— START Quoted passage —
When thousands of music fans stream into Flushing Meadows Corona Park for Governors Ball in June for performances by headliners SZA, The Killers and Post Malone, a slew of other well-known artists and a roster of up-and-comers that might include a future Gov Ball top-liner, it will be the result of a process that started about nine months ago.

And if you picture the festival poster, it all starts from the top down, with the big-font names.

“We want this show to be young,” Huston Powell, talent buyer for festival promoter C3, told Highway 81 Revisited. “So I think it’s important to know who your demographic is. You can’t be all things to all people.” 

C3, based in Austin and owned by Live Nation since 2014, puts on 30 festivals, said Powell, from Lollapalooza to Austin City Limits, so it can reach niche music fans or older audiences with certain targeted festivals. Gov Ball is not one of those: the audience is mainstream and, as Powell said, young. “Nothing kind of defines that more than who your headliners are,” he said.
— END Quoted passage —
◆ **Written exercise a**
List the headliners named in the passage on how the Governors Ball lineup is booked.
— START Exercise material —
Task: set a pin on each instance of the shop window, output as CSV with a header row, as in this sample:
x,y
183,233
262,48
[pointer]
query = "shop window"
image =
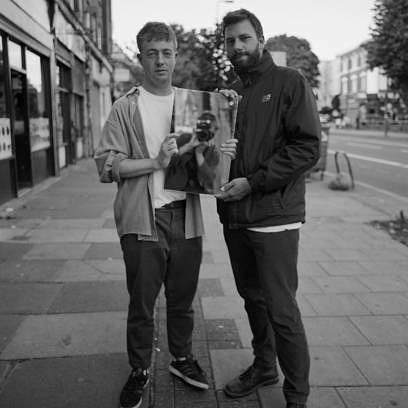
x,y
37,105
15,54
5,134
— END Exercise material —
◆ **Written exercise b**
Render the rows from the data collection as a numbered list, skipping any blank lines and leaving the picture out.

◆ **Correct output a**
SZA, The Killers, Post Malone

◆ **Correct output b**
1. Task: set a pin on each instance of the shop window, output as CSV with a header row, as in this sample:
2. x,y
3. 183,233
4. 262,48
5. [pointer]
6. query = "shop window"
7. image =
8. x,y
9. 37,105
10. 15,54
11. 5,134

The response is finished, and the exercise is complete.